▶ **Your task**: Reproduce the material word for word, starting at the line that contains "Query: black wooden wall" and continuing through the end of the material, with both of those lines included.

=== Entries provided ===

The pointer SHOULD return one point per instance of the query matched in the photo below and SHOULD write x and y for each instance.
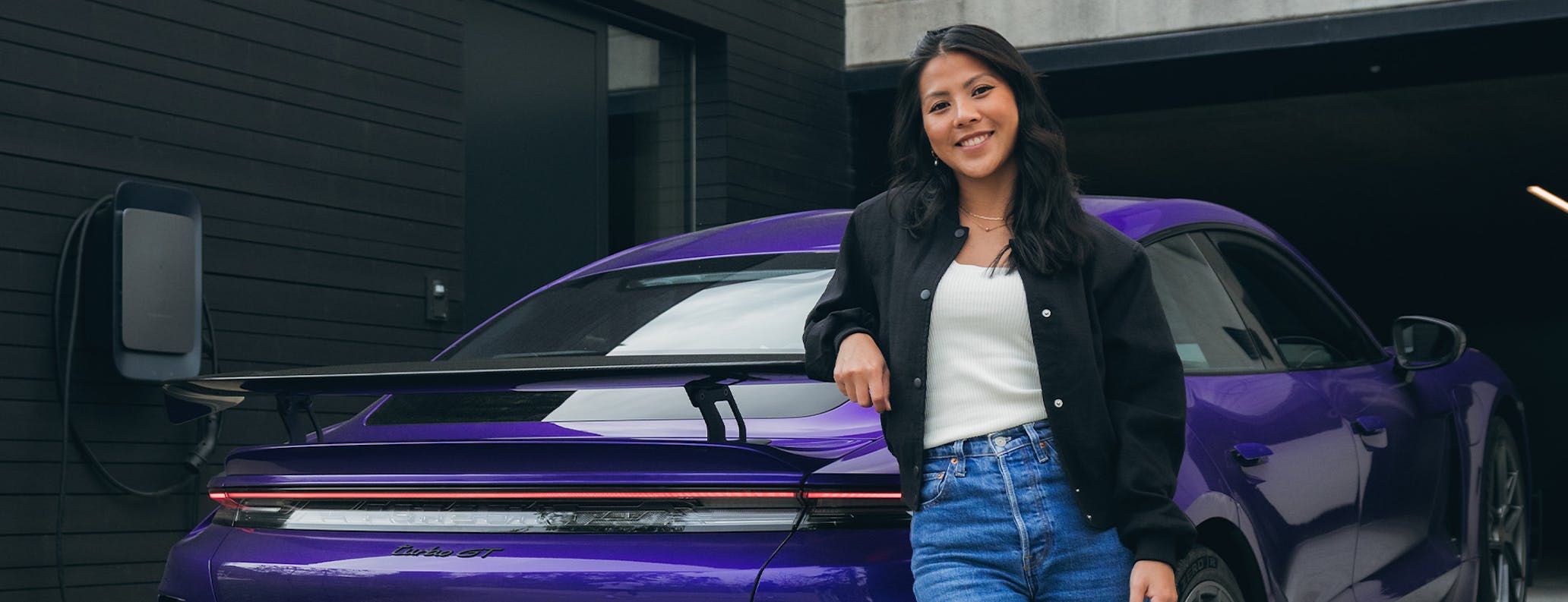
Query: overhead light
(1547, 197)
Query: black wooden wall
(325, 145)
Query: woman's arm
(1146, 399)
(841, 329)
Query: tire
(1504, 531)
(1205, 577)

===

▶ **Answer**:
Query: black wooden wall
(325, 145)
Query: woman's arm
(1146, 399)
(841, 329)
Query: tire
(1504, 531)
(1205, 577)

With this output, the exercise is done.